___ Provided entries
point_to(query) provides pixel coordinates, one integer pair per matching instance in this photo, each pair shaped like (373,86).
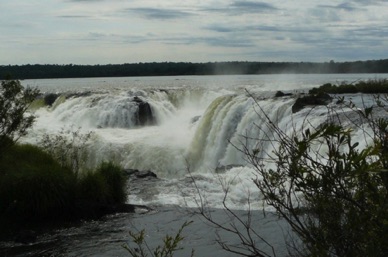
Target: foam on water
(202,127)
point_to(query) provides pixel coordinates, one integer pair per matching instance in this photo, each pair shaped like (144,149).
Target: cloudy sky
(131,31)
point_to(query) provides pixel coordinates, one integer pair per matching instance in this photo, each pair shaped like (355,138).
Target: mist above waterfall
(181,127)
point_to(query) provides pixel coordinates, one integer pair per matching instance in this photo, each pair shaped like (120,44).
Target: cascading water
(184,130)
(191,133)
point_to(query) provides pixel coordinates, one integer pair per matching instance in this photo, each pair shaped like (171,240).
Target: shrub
(33,186)
(14,103)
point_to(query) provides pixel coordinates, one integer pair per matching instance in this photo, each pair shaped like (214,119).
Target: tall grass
(35,187)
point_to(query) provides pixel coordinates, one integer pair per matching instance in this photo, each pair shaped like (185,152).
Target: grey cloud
(160,14)
(261,28)
(252,6)
(74,16)
(84,0)
(239,7)
(347,6)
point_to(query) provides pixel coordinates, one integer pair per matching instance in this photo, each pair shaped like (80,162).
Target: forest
(39,71)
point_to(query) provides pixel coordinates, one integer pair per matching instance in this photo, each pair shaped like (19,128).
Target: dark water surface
(106,237)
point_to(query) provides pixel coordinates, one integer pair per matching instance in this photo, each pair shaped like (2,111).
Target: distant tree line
(37,71)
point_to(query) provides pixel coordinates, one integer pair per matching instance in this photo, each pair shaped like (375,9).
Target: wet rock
(145,116)
(26,237)
(195,119)
(281,94)
(140,174)
(311,100)
(225,168)
(49,99)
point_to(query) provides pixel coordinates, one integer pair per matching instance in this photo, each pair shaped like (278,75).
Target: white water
(201,124)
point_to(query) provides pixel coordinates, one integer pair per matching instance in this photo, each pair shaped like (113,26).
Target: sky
(132,31)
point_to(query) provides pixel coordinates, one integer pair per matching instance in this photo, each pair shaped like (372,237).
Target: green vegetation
______
▶ [What you will do]:
Nothing outside the span should appear: transcribe the lines from the one containing "shaped like (278,75)." through the last line of the records.

▶ [Answer box]:
point_to(query) provides pixel coordinates, one integer pair per matching instance in this photo, each pair shaped like (278,75).
Target: white water
(201,124)
point_to(query) provides pixel coordinates, one integer pair per matching instance in this photo, each pair shaped like (113,26).
Target: sky
(132,31)
point_to(query) provides pixel coordinates, one integer pair per matching instance in this photo, each pair shaped like (372,237).
Target: green vegetation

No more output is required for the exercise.